> **EXERCISE PROMPT**
Show each line of the records below that contains the word "small", copying every such line in full. Case counts when matching.

> **Location annotation dataset excerpts**

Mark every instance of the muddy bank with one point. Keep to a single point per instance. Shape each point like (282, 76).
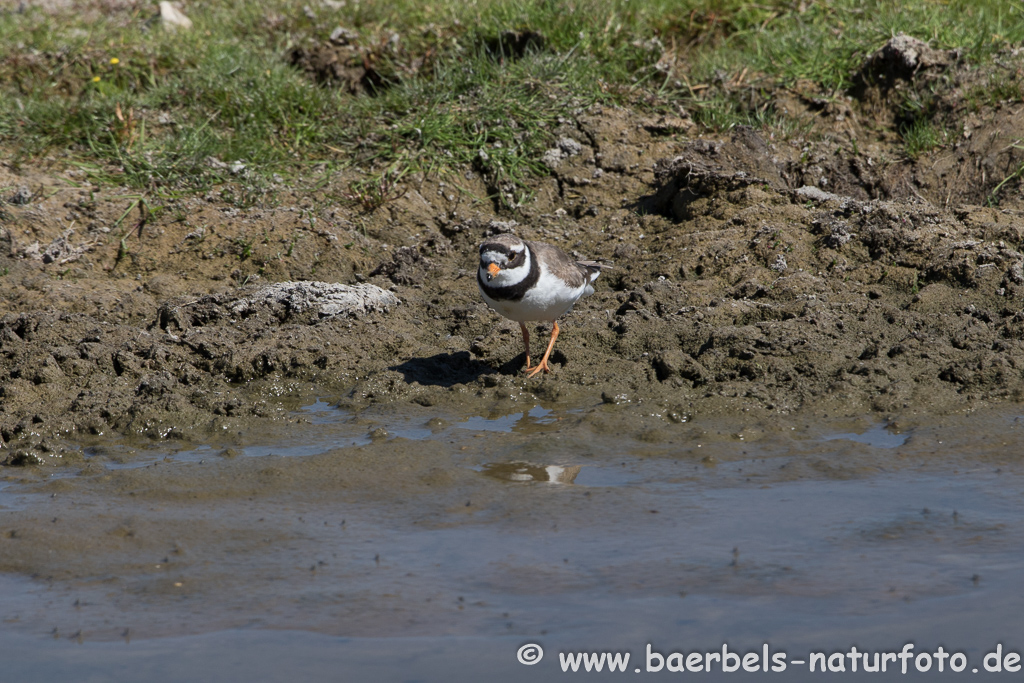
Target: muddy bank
(752, 273)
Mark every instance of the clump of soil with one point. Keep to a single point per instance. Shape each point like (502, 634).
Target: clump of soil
(752, 272)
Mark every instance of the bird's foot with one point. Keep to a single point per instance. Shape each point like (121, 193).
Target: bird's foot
(541, 366)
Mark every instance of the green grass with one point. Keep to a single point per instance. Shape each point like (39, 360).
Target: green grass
(453, 93)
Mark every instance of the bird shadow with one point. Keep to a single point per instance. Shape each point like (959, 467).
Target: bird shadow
(450, 369)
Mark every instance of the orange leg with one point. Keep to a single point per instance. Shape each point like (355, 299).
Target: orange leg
(525, 345)
(544, 361)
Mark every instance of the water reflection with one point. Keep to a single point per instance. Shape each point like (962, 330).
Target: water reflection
(879, 436)
(531, 472)
(536, 415)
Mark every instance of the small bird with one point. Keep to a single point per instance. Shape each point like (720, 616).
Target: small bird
(531, 281)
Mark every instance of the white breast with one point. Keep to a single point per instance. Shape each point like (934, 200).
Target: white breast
(548, 299)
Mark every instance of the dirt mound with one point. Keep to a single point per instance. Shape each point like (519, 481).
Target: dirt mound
(752, 273)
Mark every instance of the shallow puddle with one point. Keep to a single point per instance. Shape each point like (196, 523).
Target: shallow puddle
(412, 545)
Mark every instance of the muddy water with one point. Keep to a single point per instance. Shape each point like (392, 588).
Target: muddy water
(402, 544)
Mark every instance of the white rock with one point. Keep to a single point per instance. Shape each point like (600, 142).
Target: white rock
(328, 298)
(173, 18)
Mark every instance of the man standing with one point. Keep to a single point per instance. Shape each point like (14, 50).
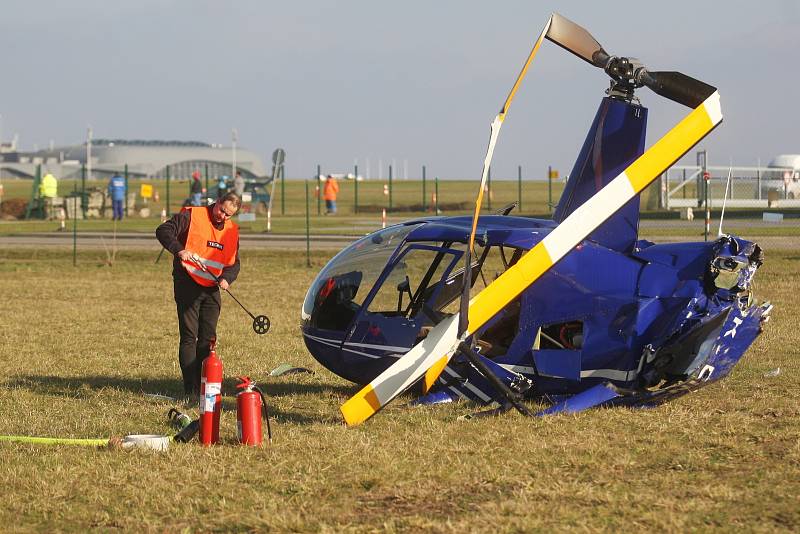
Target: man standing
(329, 195)
(117, 190)
(48, 191)
(205, 244)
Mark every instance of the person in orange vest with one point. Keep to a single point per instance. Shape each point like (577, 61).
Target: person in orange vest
(204, 234)
(329, 194)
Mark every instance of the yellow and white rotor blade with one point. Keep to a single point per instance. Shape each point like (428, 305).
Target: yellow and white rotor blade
(487, 163)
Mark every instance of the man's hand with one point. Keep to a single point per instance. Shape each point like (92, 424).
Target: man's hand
(185, 255)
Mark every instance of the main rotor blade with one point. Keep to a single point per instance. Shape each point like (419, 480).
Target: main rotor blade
(576, 39)
(678, 87)
(434, 352)
(487, 162)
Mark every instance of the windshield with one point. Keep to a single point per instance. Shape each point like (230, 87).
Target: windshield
(340, 288)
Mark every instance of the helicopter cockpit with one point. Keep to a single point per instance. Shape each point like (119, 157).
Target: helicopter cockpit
(383, 293)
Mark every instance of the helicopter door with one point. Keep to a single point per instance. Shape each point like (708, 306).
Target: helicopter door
(398, 308)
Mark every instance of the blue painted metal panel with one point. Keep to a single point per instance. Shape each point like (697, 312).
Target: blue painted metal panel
(615, 139)
(589, 398)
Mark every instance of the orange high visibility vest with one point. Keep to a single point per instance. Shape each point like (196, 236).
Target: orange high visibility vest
(330, 189)
(216, 248)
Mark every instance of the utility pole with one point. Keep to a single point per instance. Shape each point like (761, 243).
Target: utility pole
(234, 139)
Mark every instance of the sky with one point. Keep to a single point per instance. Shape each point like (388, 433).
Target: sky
(371, 82)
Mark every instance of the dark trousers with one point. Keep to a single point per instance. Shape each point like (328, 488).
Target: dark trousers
(198, 313)
(116, 206)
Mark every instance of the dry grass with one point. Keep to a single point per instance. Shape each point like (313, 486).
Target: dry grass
(80, 345)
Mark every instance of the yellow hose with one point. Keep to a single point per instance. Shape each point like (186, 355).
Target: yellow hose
(56, 441)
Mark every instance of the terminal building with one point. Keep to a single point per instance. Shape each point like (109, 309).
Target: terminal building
(147, 159)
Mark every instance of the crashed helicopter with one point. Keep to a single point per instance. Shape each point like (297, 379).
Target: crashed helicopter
(577, 310)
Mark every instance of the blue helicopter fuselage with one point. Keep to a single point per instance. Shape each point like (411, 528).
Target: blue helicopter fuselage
(601, 314)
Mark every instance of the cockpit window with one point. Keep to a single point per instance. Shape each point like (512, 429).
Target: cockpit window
(412, 280)
(341, 287)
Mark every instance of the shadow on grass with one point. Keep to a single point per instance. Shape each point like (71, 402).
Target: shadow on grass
(68, 386)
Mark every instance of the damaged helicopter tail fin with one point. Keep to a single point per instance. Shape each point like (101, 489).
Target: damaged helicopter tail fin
(615, 139)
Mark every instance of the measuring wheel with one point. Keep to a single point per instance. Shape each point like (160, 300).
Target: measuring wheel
(261, 324)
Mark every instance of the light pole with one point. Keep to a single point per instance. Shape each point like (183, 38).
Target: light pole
(2, 158)
(89, 152)
(234, 138)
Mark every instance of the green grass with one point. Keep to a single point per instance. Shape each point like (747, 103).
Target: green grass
(80, 345)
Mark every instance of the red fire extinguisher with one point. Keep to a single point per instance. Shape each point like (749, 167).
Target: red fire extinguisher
(210, 397)
(250, 403)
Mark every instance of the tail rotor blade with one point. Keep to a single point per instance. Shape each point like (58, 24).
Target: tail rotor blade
(576, 39)
(678, 87)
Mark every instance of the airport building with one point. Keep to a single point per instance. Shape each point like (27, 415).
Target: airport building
(144, 159)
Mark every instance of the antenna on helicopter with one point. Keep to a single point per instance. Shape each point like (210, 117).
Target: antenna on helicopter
(725, 200)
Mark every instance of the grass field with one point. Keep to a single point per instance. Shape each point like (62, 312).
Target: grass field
(81, 345)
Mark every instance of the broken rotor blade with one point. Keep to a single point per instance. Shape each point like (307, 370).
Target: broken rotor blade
(487, 162)
(678, 87)
(576, 39)
(434, 352)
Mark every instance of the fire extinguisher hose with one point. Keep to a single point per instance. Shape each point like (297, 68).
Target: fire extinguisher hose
(266, 412)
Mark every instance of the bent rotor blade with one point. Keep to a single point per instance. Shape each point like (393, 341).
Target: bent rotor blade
(487, 162)
(576, 39)
(434, 351)
(678, 87)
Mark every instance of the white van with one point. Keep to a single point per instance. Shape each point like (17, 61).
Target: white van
(787, 170)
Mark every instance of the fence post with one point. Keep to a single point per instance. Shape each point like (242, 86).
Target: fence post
(308, 231)
(126, 190)
(436, 194)
(83, 191)
(702, 155)
(758, 179)
(489, 190)
(75, 224)
(283, 193)
(355, 188)
(169, 214)
(424, 200)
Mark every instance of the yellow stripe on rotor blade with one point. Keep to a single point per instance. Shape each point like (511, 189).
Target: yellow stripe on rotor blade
(361, 406)
(432, 374)
(436, 349)
(524, 70)
(679, 140)
(508, 285)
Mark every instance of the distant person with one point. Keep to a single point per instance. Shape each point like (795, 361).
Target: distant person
(196, 191)
(48, 191)
(222, 186)
(329, 195)
(117, 191)
(203, 234)
(238, 184)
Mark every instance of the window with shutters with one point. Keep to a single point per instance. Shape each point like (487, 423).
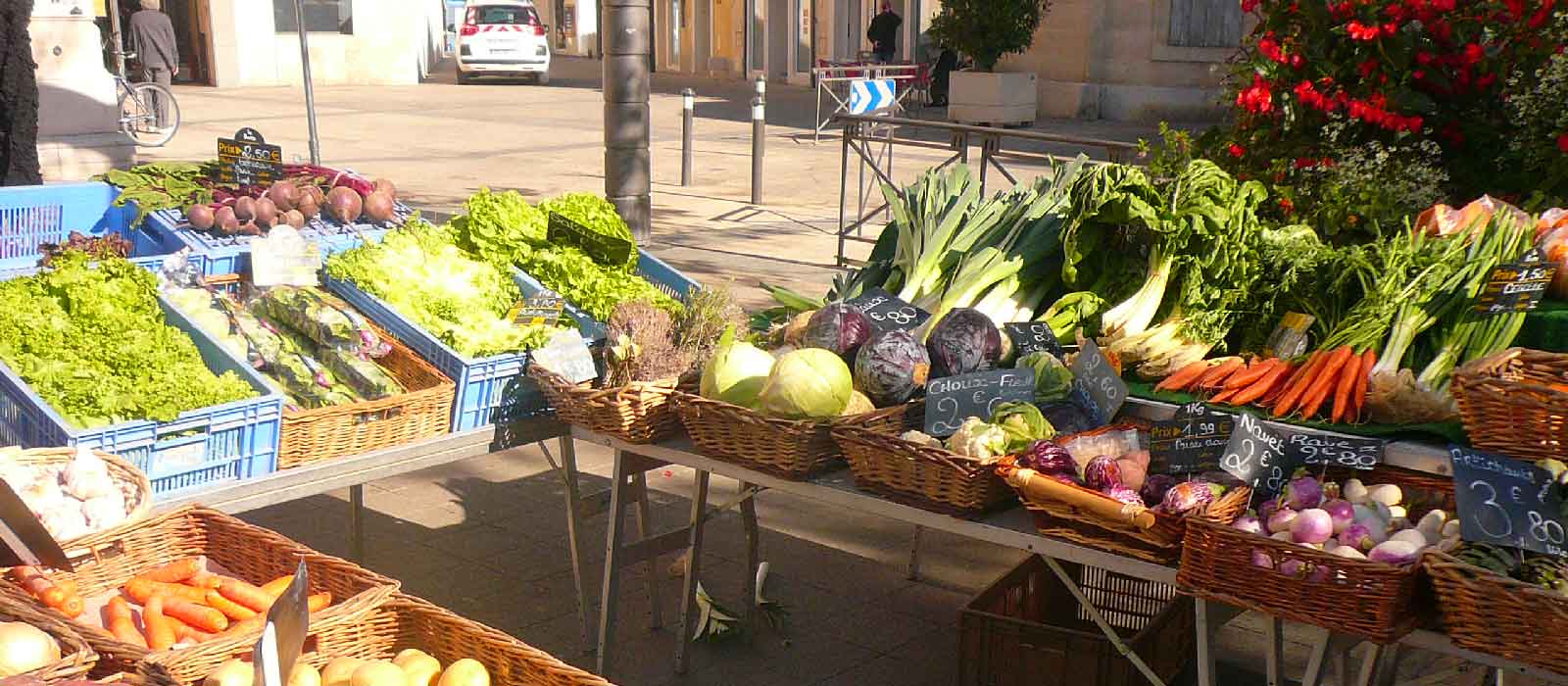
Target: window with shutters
(1204, 24)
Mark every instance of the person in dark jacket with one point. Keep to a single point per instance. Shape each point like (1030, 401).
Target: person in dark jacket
(153, 41)
(883, 33)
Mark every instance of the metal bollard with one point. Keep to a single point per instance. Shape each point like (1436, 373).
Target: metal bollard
(687, 109)
(758, 135)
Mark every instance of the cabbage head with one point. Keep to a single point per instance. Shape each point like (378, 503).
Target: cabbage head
(807, 384)
(736, 371)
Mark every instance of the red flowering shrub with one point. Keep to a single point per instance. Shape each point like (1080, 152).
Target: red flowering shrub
(1421, 81)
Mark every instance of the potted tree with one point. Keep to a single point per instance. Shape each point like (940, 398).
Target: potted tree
(987, 30)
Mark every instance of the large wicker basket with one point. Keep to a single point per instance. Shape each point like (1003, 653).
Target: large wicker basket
(789, 448)
(1494, 614)
(399, 623)
(1515, 403)
(917, 475)
(130, 481)
(1356, 597)
(242, 550)
(640, 413)
(422, 411)
(75, 655)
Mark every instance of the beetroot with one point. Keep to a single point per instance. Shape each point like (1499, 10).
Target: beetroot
(201, 217)
(344, 204)
(284, 194)
(378, 207)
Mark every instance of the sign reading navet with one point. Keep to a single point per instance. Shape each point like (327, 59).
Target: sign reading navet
(886, 311)
(951, 400)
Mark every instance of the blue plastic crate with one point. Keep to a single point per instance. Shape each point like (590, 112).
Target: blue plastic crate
(47, 214)
(656, 271)
(232, 254)
(490, 390)
(196, 452)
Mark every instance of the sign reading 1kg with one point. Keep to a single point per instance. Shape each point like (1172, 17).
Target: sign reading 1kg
(248, 159)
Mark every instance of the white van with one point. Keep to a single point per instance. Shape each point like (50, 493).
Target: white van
(502, 38)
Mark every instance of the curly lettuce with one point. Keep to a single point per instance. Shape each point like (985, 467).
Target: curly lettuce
(93, 343)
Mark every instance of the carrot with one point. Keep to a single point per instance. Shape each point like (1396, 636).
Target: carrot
(172, 572)
(1325, 379)
(120, 622)
(229, 608)
(1262, 385)
(1217, 374)
(1298, 385)
(276, 588)
(161, 631)
(198, 615)
(1346, 387)
(1251, 373)
(1358, 397)
(1186, 376)
(141, 589)
(245, 594)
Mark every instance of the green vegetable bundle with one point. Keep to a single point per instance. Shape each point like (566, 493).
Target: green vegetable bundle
(93, 343)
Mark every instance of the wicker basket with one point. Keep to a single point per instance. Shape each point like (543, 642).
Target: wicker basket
(422, 411)
(789, 448)
(243, 550)
(1089, 517)
(1515, 403)
(75, 655)
(1494, 614)
(917, 475)
(130, 481)
(402, 622)
(637, 413)
(1372, 600)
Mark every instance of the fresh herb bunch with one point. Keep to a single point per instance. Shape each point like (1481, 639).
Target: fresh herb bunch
(93, 343)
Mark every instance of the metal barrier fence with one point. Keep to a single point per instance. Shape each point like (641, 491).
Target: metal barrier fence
(872, 140)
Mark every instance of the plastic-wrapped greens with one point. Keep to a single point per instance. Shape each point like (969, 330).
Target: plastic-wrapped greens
(323, 318)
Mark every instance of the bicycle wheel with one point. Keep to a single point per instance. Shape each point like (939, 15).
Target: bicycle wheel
(138, 117)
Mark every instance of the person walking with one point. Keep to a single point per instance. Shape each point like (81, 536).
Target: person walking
(153, 41)
(883, 33)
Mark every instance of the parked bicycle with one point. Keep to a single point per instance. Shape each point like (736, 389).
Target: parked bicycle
(138, 110)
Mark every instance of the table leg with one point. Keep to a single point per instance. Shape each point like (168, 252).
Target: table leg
(357, 521)
(609, 597)
(1275, 660)
(643, 523)
(694, 568)
(572, 537)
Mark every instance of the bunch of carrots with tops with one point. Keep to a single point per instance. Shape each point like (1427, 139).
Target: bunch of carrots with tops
(1329, 384)
(180, 602)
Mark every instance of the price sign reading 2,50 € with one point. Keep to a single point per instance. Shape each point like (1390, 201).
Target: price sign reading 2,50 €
(1505, 502)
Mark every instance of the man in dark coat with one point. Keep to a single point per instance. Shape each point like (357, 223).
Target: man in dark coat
(153, 41)
(883, 33)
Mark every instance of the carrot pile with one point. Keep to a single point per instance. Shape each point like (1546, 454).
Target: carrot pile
(1330, 384)
(180, 604)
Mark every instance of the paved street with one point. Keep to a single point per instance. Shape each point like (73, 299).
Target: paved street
(488, 536)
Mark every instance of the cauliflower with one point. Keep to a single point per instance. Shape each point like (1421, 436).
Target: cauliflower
(979, 440)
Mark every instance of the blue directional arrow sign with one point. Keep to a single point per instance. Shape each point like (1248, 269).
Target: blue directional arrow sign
(872, 94)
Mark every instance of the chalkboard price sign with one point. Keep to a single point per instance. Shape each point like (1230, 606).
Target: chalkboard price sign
(1031, 337)
(1505, 502)
(603, 248)
(888, 312)
(1515, 287)
(1097, 385)
(951, 400)
(1258, 456)
(1192, 444)
(1335, 450)
(248, 160)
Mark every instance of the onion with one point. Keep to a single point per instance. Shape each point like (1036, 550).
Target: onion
(1311, 526)
(1343, 513)
(1280, 520)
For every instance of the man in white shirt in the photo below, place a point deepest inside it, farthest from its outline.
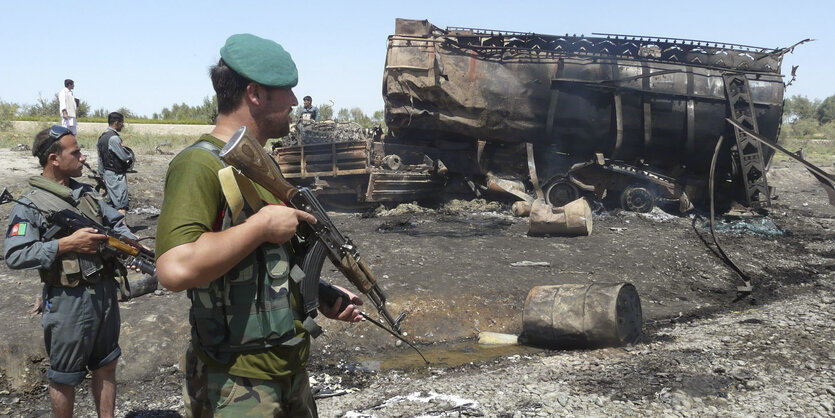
(67, 105)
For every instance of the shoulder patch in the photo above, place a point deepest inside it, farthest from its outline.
(18, 229)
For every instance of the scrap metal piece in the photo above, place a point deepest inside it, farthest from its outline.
(749, 151)
(579, 315)
(827, 180)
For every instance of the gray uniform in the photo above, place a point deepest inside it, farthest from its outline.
(116, 182)
(81, 323)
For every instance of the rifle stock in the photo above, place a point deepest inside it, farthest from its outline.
(245, 154)
(128, 252)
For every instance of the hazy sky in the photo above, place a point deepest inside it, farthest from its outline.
(147, 55)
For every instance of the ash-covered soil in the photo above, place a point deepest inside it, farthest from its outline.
(466, 268)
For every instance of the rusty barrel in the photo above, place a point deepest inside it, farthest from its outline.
(581, 315)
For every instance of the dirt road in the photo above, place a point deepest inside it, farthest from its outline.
(454, 271)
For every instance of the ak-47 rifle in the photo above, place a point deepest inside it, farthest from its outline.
(247, 156)
(126, 251)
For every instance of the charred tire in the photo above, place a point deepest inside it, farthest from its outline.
(314, 259)
(561, 193)
(637, 199)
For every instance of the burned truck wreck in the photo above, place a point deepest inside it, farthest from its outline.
(557, 117)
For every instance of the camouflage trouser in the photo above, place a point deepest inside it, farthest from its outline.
(208, 393)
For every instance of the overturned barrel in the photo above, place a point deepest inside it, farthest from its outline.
(581, 316)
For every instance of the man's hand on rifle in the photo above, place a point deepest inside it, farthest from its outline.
(84, 240)
(350, 314)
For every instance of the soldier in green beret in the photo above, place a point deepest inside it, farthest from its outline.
(250, 341)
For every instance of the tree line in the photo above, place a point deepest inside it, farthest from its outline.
(205, 112)
(802, 117)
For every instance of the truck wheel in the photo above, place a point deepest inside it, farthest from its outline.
(561, 193)
(637, 199)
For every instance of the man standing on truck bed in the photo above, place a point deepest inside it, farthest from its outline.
(115, 159)
(249, 344)
(309, 113)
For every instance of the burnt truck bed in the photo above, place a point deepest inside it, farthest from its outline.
(360, 170)
(653, 105)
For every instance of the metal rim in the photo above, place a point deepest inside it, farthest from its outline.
(637, 199)
(561, 193)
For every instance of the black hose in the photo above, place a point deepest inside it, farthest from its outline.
(742, 276)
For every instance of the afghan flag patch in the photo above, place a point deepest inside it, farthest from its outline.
(18, 229)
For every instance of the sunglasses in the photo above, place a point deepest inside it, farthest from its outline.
(56, 132)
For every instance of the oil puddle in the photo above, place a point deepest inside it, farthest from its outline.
(441, 356)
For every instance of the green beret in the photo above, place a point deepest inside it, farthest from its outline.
(260, 60)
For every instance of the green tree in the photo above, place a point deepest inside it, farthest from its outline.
(7, 113)
(359, 117)
(343, 115)
(825, 112)
(43, 107)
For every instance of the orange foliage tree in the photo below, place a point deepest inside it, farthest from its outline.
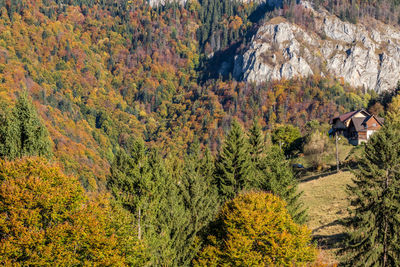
(255, 229)
(46, 219)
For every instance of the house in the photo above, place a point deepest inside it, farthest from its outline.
(357, 126)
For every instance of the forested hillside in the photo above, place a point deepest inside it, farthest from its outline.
(99, 73)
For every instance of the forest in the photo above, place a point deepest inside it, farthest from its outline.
(121, 145)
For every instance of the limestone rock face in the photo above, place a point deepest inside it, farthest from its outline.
(155, 3)
(363, 56)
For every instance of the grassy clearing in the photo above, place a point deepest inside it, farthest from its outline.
(325, 196)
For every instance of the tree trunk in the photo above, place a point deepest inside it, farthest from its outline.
(139, 226)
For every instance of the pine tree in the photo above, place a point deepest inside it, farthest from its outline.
(256, 151)
(233, 164)
(140, 181)
(255, 229)
(8, 134)
(201, 203)
(22, 133)
(277, 177)
(130, 181)
(373, 237)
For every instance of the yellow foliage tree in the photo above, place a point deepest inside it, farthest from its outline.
(255, 229)
(47, 220)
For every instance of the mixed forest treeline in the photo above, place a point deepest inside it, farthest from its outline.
(116, 150)
(99, 72)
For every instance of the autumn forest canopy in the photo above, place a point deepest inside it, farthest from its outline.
(144, 153)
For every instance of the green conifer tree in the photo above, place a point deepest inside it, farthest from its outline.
(374, 222)
(21, 131)
(277, 177)
(141, 182)
(33, 139)
(257, 148)
(233, 164)
(201, 202)
(8, 134)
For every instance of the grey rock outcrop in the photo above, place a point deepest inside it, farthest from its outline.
(155, 3)
(362, 56)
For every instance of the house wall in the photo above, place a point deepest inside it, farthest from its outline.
(373, 125)
(362, 136)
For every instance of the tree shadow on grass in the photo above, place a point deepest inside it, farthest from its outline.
(332, 241)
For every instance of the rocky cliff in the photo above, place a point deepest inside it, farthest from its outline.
(364, 54)
(163, 2)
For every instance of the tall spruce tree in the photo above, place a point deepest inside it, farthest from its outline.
(374, 222)
(141, 182)
(8, 133)
(21, 131)
(277, 177)
(233, 164)
(201, 203)
(257, 149)
(32, 134)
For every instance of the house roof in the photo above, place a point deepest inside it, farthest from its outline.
(360, 123)
(348, 115)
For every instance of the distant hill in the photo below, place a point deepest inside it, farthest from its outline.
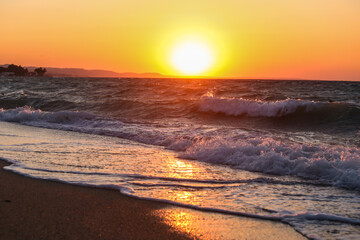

> **THE RESPONSE**
Mark every instance of the small bird with one point. Keep to a single point per instance. Shape each point like (720, 616).
Target: small bird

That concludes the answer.